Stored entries

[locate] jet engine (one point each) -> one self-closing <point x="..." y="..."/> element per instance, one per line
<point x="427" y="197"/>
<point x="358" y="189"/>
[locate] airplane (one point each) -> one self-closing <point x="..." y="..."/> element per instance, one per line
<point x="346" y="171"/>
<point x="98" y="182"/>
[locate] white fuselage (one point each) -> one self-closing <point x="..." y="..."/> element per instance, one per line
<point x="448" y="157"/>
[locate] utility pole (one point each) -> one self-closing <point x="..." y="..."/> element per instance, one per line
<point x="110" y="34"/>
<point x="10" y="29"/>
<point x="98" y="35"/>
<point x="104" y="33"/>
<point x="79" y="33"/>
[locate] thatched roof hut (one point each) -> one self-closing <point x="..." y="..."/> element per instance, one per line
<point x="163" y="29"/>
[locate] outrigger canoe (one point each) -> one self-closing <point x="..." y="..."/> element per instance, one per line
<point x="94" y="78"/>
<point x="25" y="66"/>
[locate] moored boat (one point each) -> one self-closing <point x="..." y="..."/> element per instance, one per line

## WORK ORDER
All records are to be written out exactly.

## TASK RESULT
[locate] jet engine (one point each) -> one self-closing <point x="..." y="..."/> element per instance, one per line
<point x="427" y="197"/>
<point x="358" y="189"/>
[locate] airplane (one point each) -> one self-closing <point x="..." y="..."/> element per instance, one per line
<point x="346" y="171"/>
<point x="98" y="182"/>
[locate] white fuselage (one point each) -> one self-closing <point x="..." y="..."/> element per instance, one per line
<point x="448" y="157"/>
[locate] utility pole (one point each) -> one self-closing <point x="..." y="..."/> element per instance, one per line
<point x="110" y="34"/>
<point x="10" y="29"/>
<point x="98" y="35"/>
<point x="104" y="33"/>
<point x="79" y="33"/>
[locate] thatched roof hut (one point each) -> one self-closing <point x="..." y="..."/> element per instance, one per line
<point x="163" y="29"/>
[locate] outrigger canoe (one point each) -> one self-closing <point x="..." y="..."/> element per instance, one per line
<point x="94" y="78"/>
<point x="25" y="66"/>
[locate] moored boat (one point each) -> one self-closing <point x="..." y="..."/> element per instance, one per line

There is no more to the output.